━━━ Excerpted records ━━━

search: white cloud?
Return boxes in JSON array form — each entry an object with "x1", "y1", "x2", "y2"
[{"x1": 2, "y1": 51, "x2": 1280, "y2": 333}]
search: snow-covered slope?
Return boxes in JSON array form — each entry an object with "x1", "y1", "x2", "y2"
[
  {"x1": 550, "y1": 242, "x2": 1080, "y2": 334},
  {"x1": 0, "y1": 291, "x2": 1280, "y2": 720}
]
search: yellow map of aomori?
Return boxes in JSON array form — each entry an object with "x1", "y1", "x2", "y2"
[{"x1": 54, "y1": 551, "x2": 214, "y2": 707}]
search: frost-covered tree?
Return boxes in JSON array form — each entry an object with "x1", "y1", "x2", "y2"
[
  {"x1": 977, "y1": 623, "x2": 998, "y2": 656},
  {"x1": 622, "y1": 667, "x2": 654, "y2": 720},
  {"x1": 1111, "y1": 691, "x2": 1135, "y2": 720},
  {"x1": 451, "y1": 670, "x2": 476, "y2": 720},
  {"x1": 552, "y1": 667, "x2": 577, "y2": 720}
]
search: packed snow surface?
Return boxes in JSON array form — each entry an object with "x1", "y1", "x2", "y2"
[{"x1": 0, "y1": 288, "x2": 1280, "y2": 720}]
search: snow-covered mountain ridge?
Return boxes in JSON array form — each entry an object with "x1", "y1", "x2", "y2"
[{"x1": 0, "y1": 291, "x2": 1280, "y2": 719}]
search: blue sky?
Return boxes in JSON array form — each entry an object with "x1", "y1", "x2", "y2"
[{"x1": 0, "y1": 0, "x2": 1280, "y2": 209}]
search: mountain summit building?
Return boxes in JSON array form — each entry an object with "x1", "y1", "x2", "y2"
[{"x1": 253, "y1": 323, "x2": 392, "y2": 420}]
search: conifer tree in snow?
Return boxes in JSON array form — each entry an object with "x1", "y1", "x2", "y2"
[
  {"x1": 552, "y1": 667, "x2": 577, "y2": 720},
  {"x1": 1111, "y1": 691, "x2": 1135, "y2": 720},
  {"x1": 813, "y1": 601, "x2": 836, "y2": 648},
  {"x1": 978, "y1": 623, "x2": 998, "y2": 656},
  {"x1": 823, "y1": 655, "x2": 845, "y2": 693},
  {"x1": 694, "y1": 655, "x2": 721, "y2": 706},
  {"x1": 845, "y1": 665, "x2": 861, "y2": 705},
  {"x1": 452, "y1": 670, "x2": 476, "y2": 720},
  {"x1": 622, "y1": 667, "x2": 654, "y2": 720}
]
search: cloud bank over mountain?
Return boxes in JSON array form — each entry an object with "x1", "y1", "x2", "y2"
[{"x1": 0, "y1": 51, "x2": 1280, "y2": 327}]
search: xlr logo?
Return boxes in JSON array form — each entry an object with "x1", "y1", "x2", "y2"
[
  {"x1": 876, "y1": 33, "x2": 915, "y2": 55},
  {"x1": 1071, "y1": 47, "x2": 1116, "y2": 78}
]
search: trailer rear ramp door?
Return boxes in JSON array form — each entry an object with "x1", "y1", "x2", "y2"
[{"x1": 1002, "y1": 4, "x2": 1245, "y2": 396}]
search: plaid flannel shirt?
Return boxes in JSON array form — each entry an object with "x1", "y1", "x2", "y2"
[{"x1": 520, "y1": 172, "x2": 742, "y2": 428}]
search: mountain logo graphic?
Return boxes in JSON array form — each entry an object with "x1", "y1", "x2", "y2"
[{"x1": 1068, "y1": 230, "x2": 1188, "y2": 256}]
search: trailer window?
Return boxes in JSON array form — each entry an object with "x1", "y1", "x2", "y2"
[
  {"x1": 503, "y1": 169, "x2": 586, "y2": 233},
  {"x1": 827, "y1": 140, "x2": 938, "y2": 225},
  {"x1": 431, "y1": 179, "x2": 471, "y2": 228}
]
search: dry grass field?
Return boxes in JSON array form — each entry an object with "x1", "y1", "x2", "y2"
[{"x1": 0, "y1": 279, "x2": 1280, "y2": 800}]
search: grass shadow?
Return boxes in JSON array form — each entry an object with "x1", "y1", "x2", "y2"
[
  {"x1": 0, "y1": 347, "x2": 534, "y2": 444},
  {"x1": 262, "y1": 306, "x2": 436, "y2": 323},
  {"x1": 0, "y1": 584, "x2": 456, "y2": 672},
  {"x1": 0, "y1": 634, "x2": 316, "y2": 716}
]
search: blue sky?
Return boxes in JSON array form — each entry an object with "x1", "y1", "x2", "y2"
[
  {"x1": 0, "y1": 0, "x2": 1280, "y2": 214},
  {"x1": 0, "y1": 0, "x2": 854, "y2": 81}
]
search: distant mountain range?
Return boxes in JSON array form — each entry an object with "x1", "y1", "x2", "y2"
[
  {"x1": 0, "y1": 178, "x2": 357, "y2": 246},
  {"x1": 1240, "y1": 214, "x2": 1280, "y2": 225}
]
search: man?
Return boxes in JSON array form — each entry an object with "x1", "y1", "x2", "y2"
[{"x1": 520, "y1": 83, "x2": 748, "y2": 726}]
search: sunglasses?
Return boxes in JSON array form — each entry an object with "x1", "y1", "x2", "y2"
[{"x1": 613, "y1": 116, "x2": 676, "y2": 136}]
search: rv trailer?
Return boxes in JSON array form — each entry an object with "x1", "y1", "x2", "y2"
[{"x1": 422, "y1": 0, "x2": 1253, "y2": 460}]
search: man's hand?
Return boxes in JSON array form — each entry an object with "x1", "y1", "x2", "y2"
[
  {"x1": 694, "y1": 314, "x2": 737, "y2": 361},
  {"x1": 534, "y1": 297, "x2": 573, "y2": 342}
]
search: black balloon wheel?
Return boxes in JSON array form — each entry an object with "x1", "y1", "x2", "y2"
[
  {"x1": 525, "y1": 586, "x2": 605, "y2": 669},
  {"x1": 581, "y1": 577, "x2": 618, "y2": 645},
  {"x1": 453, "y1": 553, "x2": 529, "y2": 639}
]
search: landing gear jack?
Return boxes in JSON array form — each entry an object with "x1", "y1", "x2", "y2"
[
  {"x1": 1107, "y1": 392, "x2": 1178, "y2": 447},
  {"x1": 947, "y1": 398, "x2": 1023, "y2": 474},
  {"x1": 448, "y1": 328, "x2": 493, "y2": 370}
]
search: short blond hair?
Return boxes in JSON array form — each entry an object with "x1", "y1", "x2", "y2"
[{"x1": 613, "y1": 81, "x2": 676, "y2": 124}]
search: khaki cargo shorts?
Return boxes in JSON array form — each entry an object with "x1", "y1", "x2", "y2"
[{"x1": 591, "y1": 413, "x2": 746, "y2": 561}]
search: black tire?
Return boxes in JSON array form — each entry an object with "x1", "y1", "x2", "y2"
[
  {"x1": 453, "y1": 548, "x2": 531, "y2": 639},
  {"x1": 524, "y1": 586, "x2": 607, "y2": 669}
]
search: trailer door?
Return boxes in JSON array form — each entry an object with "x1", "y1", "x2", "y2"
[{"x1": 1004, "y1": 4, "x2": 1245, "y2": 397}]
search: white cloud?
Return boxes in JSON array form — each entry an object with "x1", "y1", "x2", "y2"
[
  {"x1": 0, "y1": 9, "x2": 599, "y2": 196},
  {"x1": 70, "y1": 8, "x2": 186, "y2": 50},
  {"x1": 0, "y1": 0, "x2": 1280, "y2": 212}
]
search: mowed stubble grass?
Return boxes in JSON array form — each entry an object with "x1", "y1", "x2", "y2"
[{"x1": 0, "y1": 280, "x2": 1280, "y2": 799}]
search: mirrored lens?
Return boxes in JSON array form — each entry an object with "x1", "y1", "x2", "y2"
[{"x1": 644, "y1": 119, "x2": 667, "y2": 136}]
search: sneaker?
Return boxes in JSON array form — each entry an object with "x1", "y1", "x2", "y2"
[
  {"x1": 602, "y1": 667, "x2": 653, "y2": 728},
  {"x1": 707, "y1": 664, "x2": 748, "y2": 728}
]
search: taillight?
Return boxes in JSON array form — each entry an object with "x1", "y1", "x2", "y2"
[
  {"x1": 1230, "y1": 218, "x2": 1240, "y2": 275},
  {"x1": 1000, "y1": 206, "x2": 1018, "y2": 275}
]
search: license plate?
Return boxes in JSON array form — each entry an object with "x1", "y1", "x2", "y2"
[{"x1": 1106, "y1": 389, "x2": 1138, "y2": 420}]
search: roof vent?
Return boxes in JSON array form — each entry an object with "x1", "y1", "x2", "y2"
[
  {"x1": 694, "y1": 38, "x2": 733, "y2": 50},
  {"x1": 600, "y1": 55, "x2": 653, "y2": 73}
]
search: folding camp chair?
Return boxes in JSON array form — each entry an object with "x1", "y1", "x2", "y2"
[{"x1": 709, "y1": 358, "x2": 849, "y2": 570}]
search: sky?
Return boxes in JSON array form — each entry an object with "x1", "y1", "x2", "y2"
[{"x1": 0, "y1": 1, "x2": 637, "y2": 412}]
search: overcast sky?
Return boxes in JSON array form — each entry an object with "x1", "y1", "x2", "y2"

━━━

◆ **What you will do**: Which lines in the material above contain the string "covered"? Pick out each of those lines and copy it.

◆ **Output of the task**:
search: snow-covered slope?
search: frost-covered tree?
search: snow-covered mountain ridge?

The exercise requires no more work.